**TASK LIST**
1. Copy the stretch of the Kafka Streams race-condition post from "Kafka Streams KTable" through "incorrect final results." word for word.
2. Carry on the post about the Kafka Streams KTable race condition from the point where it stops.

Start of EXERCISE PASSAGE

Kafka Streams KTable Race Condition: Multiple Concurrent Updates See Same Stale State

I’m building a conference system using Kafka Streams where users can join/leave rooms.

I’m experiencing a race condition where multiple concurrent leave requests see the same stale room state, causing incorrect final results.

Expected behavior: Two users leave simultaneously → room becomes empty
Actual behavior: Two users leave simultaneously → one user remains in room

Setup

  • Topic partitions: All topics have 1 partition
  • Architecture: KTable for room state + KStream for leave requests

The Problem

When two users send leave requests at nearly the same time:

2025-06-23 17:08:10,997 User user1 left room testroom2. Users before: 2, after: 1
2025-06-23 17:08:10,997 User user2 left room testroom2. Users before: 2, after: 1

Both operations see “Users before: 2” which means they’re both reading the same stale KTable state.

Alice & Bob Example

What Should Happen:

  • Initial: Room has [Alice, Bob] (2 users)
  • Alice leaves: Room has [Bob] (1 user)
  • Bob leaves: Room has (0 users)

What Actually Happens:

  • Initial: Room has [Alice, Bob] (2 users)
  • Alice’s leave request: Sees room with [Alice, Bob] → creates room with [Bob]
  • Bob’s leave request: ALSO sees room with [Alice, Bob] → creates room with [Alice]
  • Final result: Room has [Alice] ← Wrong! Should be empty.

Original Code (Has Race Condition)

// Global table for conference room state
private GlobalKTable<ConferenceRoomKey, ConferenceRoom> conferenceRoomsTable;

// Create leave request stream
KStream<LeaveConferenceRequestKey, LeaveConferenceRequest> leaveRequestStream = 
    builder.stream(Topics.CONFERENCE_LEAVE_REQUESTS,
        Consumed.with(Red5ProKey.newSerdes(LeaveConferenceRequestKey.class), 
                     JsonSerdes.createSerde(LeaveConferenceRequest.class)));

// Process leave requests - THIS HAS THE RACE CONDITION
leaveRequestStream
    .selectKey((key, value) -> value.getRoomId())
    .flatMap((key, value) -> {
        List<KeyValue<Object, Object>> results = new ArrayList<>();
        
        // This calls getRoom() which reads from GlobalKTable
        // PROBLEM: Multiple concurrent calls see the same stale state
        LeaveConferenceResponse response = leaveRoom(value.getRoomId(), value.getStreamName());
        
        if (response != null) {
            ConferenceRoomStateKey roomStateKey = new ConferenceRoomStateKey(UUID.randomUUID().toString());
            results.add(KeyValue.pair(roomStateKey, response.getConferenceRoomState()));
            
            ConferenceRoomKey roomKey = new ConferenceRoomKey(value.getRoomId());
            ConferenceRoom room = response.getConferenceRoomState().getConferenceRoom();
            results.add(KeyValue.pair(roomKey, room));
        }
        return results;
    })

End of EXERCISE PASSAGE
Start of DATA PROVIDED

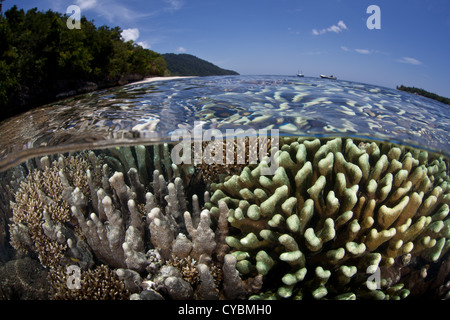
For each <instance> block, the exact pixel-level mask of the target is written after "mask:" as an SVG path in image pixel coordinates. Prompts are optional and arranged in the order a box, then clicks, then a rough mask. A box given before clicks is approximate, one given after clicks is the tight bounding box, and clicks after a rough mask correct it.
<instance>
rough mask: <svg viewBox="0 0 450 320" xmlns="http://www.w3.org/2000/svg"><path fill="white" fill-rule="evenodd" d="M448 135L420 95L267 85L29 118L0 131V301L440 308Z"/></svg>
mask: <svg viewBox="0 0 450 320" xmlns="http://www.w3.org/2000/svg"><path fill="white" fill-rule="evenodd" d="M449 124H450V111H449V109H448V108H447V106H445V105H443V104H441V103H438V102H435V101H432V100H429V99H427V98H422V97H419V96H415V95H411V94H408V93H404V92H401V91H396V90H392V89H388V88H382V87H377V86H373V85H367V84H361V83H354V82H348V81H330V80H325V79H317V78H297V77H281V76H251V77H250V76H231V77H204V78H188V79H177V80H170V81H155V82H149V83H138V84H130V85H127V86H123V87H119V88H113V89H108V90H102V91H98V92H94V93H91V94H86V95H82V96H77V97H74V98H70V99H67V100H62V101H59V102H56V103H53V104H51V105H48V106H44V107H42V108H39V109H36V110H32V111H30V112H28V113H26V114H23V115H20V116H18V117H15V118H13V119H10V120H8V121H5V122H3V123H1V124H0V134H1V137H2V139H1V141H0V146H1V148H0V280H1V281H0V283H1V284H0V298H1V299H80V298H81V299H130V298H132V299H162V298H164V299H192V298H194V299H208V300H211V299H237V298H245V299H273V298H276V299H306V300H308V299H404V298H410V297H413V298H428V299H429V298H432V299H442V298H446V297H447V298H448V292H449V281H450V278H449V275H450V260H449V252H450V250H449V248H450V240H449V239H450V219H449V218H448V215H449V205H450V179H449V176H448V168H449V155H450V146H449V143H448V130H449V129H450V127H449ZM227 129H228V131H227ZM238 129H242V130H243V136H244V137H246V138H244V139H243V140H240V139H238V135H236V134H237V132H238V131H237V130H238ZM182 130H184V131H182ZM233 130H234V131H233ZM181 133H183V134H181ZM183 135H184V136H183ZM211 136H213V137H214V139H215V140H216V141H215V143H212V144H208V143H207V141H209V140H212V139H211ZM181 138H183V141H182V142H186V144H181V142H180V141H179V140H180V139H181ZM222 138H224V139H225V138H227V139H226V140H224V141H223V142H222V140H221V139H222ZM253 138H255V139H253ZM228 142H230V144H228ZM241 143H242V144H241ZM230 146H233V147H230ZM228 148H230V149H228ZM180 152H182V155H183V156H184V157H181V158H180ZM241 152H242V153H241ZM208 156H209V158H208ZM181 160H183V163H180V162H181ZM269 169H270V170H269ZM272 169H273V170H272ZM224 208H226V209H224ZM308 212H309V213H308ZM100 265H103V266H102V267H100ZM30 268H31V269H30ZM30 270H34V271H32V272H30ZM131 278H132V279H133V281H131V282H130V281H129V280H130V279H131ZM6 279H10V280H8V281H6ZM96 279H97V280H99V279H100V280H102V281H103V282H102V281H97V280H96ZM127 279H128V280H127ZM168 279H169V280H168ZM101 283H103V285H101ZM105 283H106V285H105ZM136 284H137V285H136ZM27 286H28V287H27ZM105 286H106V287H105ZM25 288H26V290H25ZM107 288H108V289H107ZM111 288H114V289H111Z"/></svg>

End of DATA PROVIDED

**PER-TASK ANSWERS**
1.
Kafka Streams KTable Race Condition: Multiple Concurrent Updates See Same Stale State

I’m building a conference system using Kafka Streams where users can join/leave rooms.

I’m experiencing a race condition where multiple concurrent leave requests see the same stale room state, causing incorrect final results.

2.
    // Branch to send to different topics
    .split()
    .branch((key, value) -> value instanceof ConferenceRoomState,
            Branched.withConsumer(stream -> stream
                .selectKey((k, v) -> (ConferenceRoomStateKey) k)
                .mapValues(v -> (ConferenceRoomState) v)
                .to(Topics.CONFERENCE_ROOM_STATES,
                        Produced.with(Red5ProKey.newSerdes(ConferenceRoomStateKey.class),
                                JsonSerdes.createSerde(ConferenceRoomState.class)))))
    .branch((key, value) -> value instanceof ConferenceRoom,
            Branched.withConsumer(stream -> stream
                .selectKey((k, v) -> (ConferenceRoomKey) k)
                .mapValues(v -> (ConferenceRoom) v)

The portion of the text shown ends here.